EXERCISE PROMPT:
In two sentences, summarize the text on eye dialect.

= Eye dialect =

Literary technique involving nonstandard spelling

In literature, eye dialect is the use of nonstandard spellings to indicate that a character speaks in a colloquial, dialectal, or uneducated way, often for comic effect. The spellings represent standard pronunciations (e.g. bloo for blue or enuff for enough) and the convention violated is thus "one of the eye, not of the ear".

The term was coined by George Philip Krapp in 1925. It is sometimes used more broadly to describe any attempt to represent nonstandard speech in spelling, whether or not the pronunciations indicated are standard.

==Use==
Most authors are likely to use eye dialect with restraint, sprinkling nonstandard misspellings here and there to serve as a cue to the reader about all of a character's speech, rather than as an accurate phonetic representation. While mostly used in dialogue, eye dialect may appear in the narrative depiction of altered spelling made by a character (such as in a letter or diary entry), generally used to more overtly depict characters who are poorly educated or semi-literate.

The term eye dialect was first used by George Philip Krapp in 1925, in The English Language in America:

Of the dialect material employed in American literature, several clear kinds may be distinguished. First and most extensive in use is the class dialect which distinguishes between popular and cultivated or standard speech. This calls for no detailed discussion. The impression of popular speech is easily produced by a sprinkling of such forms as aint, for isn't, done for did, them for those, and similar grammatical improprieties. This impression is often assisted by what may be termed "eye dialect," in which the convention violated is one of the eye, not of the ear. Thus a dialect writer often spells a word like front as frunt, or face as fase, or picture as pictsher, not because he intends to indicate here a genuine difference of pronunciation, but the spelling is merely a friendly nudge to the reader, a knowing look which establishes a sympathetic sense of superiority between the author and reader as contrasted with the humble speaker of dialect.

The term is less commonly used to refer to pronunciation spellings, that is, spellings of words that indicate that they are pronounced in a nonstandard way. For example, an author might write dat as an attempt at accurate transcription of a nonstandard pronunciation of that.

In an article on written representations of speech in a non-literary context, such as transcription by sociolinguists, Denis R. Preston argued that such spellings serve mainly to "denigrate the speaker so represented by making him or her appear boorish, uneducated, rustic, gangsterish, and so on".

Jane Raymond Walpole points out that there are other ways to indicate speech variation such as altered syntax, punctuation, and colloquial or regional word choices. She observes that a reader must be prompted to access their memory of a given speech pattern and that non-orthographic signals that accomplish this may be more effective than eye dialect. Frank Nuessel points out that use of eye dialect closely interacts with stereotypes about various groups, both relying on and reinforcing them in an attempt to efficiently characterize speech.

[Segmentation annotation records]
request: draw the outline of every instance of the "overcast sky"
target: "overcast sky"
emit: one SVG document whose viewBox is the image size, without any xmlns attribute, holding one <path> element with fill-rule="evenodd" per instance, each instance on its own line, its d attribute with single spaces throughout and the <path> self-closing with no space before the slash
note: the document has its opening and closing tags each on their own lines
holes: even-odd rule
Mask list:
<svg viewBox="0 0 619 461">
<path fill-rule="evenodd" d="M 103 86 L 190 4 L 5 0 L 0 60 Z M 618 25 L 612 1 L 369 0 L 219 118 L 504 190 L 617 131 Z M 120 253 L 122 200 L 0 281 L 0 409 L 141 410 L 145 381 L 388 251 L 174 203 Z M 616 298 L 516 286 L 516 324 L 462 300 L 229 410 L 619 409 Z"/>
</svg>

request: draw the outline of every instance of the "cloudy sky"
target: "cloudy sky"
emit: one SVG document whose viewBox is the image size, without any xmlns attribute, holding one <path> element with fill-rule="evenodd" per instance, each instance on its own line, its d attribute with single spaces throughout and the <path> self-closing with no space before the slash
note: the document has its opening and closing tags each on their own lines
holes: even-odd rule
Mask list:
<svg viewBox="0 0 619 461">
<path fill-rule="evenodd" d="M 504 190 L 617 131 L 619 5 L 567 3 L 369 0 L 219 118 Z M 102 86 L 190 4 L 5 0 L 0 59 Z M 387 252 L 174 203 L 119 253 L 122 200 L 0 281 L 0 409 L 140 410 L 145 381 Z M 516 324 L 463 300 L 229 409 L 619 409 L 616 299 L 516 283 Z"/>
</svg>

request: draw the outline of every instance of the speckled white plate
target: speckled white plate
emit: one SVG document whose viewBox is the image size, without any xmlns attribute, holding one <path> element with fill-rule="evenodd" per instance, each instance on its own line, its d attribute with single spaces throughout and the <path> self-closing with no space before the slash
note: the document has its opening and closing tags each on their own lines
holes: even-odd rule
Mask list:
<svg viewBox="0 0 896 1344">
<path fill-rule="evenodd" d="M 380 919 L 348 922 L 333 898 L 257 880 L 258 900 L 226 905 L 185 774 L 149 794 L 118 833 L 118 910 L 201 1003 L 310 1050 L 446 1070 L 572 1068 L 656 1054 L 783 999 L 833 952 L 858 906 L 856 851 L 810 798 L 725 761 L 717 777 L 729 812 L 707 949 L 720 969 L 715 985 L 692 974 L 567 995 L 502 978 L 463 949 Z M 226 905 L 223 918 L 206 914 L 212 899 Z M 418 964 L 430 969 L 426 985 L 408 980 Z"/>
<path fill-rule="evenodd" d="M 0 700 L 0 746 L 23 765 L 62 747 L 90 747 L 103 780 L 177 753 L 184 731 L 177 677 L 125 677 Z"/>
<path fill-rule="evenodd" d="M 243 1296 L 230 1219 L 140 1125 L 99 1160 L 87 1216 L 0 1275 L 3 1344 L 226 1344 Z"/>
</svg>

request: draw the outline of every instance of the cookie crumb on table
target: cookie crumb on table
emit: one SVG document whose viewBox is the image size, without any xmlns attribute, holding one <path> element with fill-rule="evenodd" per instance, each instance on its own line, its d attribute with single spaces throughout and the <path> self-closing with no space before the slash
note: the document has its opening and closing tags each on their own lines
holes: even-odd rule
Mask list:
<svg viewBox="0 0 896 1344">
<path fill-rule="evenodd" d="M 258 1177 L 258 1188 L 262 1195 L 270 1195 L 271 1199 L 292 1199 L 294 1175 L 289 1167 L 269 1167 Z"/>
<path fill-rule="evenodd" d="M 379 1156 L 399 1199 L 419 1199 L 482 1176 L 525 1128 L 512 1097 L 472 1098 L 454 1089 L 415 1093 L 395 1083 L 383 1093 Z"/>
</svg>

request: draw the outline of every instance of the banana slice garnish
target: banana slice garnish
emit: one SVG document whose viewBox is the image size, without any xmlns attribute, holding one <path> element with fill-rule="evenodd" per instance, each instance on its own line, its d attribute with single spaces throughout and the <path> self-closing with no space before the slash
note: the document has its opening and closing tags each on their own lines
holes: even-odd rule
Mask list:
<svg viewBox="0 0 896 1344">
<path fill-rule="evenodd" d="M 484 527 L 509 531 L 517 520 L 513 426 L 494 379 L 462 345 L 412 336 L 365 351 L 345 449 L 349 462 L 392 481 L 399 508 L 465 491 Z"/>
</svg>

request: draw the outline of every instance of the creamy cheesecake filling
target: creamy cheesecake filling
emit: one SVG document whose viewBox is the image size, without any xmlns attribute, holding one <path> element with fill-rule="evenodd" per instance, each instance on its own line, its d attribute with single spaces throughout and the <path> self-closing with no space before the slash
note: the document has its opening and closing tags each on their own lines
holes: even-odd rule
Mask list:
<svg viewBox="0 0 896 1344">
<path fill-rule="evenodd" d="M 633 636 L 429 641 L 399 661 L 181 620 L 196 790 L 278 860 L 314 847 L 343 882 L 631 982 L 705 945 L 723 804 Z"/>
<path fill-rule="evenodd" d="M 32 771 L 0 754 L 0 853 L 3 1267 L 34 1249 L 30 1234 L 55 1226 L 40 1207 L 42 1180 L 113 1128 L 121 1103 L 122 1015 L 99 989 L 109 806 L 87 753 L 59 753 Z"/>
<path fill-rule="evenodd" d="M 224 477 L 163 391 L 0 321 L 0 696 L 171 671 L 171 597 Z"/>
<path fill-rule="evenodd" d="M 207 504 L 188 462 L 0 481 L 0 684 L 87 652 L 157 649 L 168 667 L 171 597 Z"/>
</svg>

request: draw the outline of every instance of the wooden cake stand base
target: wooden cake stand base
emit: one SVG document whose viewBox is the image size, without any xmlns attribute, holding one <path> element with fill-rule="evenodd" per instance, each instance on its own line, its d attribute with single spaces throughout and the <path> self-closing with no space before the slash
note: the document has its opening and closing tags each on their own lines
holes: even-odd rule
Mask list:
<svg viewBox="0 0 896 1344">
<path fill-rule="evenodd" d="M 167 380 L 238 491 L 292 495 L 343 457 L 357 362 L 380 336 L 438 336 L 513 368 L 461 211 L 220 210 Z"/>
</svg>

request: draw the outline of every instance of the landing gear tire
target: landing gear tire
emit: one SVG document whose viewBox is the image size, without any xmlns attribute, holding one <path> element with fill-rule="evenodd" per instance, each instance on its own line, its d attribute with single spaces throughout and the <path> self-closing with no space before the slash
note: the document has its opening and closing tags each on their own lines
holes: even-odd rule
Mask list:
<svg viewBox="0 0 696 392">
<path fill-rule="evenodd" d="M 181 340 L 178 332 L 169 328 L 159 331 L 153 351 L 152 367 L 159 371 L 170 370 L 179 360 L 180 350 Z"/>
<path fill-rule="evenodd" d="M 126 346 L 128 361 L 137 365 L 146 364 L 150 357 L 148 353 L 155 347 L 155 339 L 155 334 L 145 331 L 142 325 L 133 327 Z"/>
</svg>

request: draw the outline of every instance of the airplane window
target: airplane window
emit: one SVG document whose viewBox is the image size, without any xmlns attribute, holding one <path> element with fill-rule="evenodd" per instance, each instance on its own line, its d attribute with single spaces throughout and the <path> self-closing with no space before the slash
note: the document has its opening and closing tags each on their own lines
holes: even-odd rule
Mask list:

EXPECTED OUTPUT:
Eye dialect is the use of nonstandard spellings that still represent standard pronunciations, such as enuff for enough, to signal that a character speaks in a colloquial, dialectal, or uneducated way, often for comic effect. George Philip Krapp coined the term in 1925, and later writers have argued that such spellings make speakers appear boorish or uneducated and that the device both relies on and reinforces stereotypes.